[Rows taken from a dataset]
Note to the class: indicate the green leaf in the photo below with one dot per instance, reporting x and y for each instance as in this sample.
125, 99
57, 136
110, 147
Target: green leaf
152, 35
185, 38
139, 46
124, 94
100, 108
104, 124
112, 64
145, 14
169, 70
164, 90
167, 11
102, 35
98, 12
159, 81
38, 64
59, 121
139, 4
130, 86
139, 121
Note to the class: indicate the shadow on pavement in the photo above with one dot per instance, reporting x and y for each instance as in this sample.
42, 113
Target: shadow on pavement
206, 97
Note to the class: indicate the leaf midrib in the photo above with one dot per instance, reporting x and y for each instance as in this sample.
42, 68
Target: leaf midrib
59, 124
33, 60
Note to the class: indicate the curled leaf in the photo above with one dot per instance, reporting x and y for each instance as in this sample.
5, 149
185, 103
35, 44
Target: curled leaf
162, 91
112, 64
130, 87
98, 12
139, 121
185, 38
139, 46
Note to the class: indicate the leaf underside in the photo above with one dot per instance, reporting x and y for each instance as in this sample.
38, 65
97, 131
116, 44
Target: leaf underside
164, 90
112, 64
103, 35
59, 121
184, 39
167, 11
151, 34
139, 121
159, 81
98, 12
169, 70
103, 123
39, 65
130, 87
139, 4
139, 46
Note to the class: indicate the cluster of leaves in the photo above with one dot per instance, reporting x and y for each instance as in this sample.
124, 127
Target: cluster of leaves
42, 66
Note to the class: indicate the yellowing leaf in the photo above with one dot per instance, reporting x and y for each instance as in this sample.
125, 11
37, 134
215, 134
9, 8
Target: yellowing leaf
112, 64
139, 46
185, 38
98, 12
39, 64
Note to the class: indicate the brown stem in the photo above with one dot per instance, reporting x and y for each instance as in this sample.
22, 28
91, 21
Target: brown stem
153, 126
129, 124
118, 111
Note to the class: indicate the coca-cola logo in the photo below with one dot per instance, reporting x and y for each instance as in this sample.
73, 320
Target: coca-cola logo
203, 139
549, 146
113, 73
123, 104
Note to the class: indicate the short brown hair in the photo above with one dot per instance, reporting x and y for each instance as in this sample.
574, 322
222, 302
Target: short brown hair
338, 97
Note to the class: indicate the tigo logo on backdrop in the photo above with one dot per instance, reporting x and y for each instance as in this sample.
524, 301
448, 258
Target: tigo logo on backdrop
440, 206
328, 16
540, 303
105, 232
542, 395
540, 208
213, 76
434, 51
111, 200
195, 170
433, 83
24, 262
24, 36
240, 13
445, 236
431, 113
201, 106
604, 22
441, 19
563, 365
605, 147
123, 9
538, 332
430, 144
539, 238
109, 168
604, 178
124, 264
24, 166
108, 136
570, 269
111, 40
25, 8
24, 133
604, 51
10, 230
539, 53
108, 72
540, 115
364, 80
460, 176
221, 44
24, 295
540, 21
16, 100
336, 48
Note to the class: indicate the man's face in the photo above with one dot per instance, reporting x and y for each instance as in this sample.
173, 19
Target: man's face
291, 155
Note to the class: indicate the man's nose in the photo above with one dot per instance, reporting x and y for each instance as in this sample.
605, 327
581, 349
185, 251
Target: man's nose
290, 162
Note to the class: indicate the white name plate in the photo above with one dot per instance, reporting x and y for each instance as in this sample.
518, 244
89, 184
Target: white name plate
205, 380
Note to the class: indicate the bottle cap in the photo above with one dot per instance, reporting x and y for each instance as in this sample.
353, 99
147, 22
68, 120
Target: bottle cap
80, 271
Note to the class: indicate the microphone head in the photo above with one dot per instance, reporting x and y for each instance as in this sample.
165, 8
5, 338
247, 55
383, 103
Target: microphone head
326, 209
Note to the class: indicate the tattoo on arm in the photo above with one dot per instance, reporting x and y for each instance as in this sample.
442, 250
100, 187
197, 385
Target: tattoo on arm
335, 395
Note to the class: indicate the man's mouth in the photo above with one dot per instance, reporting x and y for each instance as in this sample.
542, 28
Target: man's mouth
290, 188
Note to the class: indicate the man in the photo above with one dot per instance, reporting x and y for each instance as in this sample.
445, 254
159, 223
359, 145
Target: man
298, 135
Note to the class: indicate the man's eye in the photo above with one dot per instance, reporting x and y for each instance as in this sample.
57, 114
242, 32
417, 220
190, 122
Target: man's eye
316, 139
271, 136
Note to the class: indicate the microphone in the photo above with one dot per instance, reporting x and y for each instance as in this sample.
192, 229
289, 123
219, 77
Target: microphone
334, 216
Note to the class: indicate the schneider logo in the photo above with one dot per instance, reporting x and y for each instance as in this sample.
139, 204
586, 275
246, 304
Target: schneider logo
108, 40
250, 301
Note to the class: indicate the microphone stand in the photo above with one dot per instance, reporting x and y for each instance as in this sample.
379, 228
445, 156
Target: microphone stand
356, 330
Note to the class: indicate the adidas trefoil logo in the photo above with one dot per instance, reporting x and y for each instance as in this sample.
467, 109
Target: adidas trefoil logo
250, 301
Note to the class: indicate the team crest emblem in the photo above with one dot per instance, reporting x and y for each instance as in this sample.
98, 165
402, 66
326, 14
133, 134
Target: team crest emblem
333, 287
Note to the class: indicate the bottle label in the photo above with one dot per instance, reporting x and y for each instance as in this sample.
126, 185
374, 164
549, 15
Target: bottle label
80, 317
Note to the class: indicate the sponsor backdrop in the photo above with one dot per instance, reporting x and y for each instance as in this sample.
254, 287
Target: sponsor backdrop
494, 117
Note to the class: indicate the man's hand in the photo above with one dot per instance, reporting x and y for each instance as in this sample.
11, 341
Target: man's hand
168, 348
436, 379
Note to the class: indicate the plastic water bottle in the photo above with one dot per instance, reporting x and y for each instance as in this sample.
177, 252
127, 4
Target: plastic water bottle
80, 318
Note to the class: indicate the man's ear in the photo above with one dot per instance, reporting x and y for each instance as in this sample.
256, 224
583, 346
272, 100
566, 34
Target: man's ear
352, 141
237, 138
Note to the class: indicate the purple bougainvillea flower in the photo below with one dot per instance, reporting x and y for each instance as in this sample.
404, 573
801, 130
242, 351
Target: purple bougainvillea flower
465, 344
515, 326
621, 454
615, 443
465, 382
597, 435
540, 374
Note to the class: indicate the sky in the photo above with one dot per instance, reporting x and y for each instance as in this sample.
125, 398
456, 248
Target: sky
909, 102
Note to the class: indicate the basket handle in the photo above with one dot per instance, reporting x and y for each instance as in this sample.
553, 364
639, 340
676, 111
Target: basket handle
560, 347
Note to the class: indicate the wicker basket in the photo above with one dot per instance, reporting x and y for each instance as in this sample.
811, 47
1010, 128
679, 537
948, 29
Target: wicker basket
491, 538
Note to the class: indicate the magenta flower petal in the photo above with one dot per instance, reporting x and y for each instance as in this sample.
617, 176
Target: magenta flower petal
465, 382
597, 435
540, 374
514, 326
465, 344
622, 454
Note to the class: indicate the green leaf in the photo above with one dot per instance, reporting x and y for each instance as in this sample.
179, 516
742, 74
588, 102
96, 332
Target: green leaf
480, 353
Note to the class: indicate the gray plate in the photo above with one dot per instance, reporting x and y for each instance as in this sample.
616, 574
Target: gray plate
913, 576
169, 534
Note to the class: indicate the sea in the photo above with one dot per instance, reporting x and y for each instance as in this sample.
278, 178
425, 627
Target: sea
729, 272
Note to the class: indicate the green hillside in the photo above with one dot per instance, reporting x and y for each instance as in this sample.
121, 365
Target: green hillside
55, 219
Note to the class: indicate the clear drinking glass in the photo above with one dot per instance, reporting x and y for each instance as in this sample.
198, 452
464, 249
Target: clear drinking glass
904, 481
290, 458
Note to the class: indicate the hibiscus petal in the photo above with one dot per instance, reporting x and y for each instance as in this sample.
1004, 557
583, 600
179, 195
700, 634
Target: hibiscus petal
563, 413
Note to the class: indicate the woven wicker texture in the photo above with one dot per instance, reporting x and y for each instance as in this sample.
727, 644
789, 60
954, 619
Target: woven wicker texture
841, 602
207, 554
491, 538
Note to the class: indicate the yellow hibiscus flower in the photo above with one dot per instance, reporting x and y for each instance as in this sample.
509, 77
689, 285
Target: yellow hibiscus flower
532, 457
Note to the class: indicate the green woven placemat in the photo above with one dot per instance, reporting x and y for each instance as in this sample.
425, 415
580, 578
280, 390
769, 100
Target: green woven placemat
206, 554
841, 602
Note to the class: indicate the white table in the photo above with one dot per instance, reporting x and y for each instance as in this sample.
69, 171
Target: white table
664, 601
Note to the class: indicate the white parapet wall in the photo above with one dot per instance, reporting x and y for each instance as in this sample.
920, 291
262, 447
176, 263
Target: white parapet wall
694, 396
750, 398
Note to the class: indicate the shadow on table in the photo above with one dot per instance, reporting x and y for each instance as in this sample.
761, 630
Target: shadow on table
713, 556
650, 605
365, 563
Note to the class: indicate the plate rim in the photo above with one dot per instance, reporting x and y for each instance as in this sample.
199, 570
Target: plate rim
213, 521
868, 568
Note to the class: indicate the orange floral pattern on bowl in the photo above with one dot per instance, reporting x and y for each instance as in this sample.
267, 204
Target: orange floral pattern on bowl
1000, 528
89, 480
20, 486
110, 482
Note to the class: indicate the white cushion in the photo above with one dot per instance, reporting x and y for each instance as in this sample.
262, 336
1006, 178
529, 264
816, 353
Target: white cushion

§ EXERCISE DETAILS: Copy out everything from the line containing "Note to the class: indicate the orange" down to the end of the material, with no changes.

§ EXERCISE ANSWER:
Note to the class: indicate the orange floral pattern on bowl in the photo above with one dot per instance, reporting x and y for each instance as in this sample.
267, 204
Target: orange floral pattern on bowl
1000, 528
89, 480
20, 486
110, 482
Note to the class: indicate the white cushion in the photo above with one dot per instance, reporting x and y for each instance as in this sample.
262, 336
1006, 178
529, 264
816, 353
Target: white cushion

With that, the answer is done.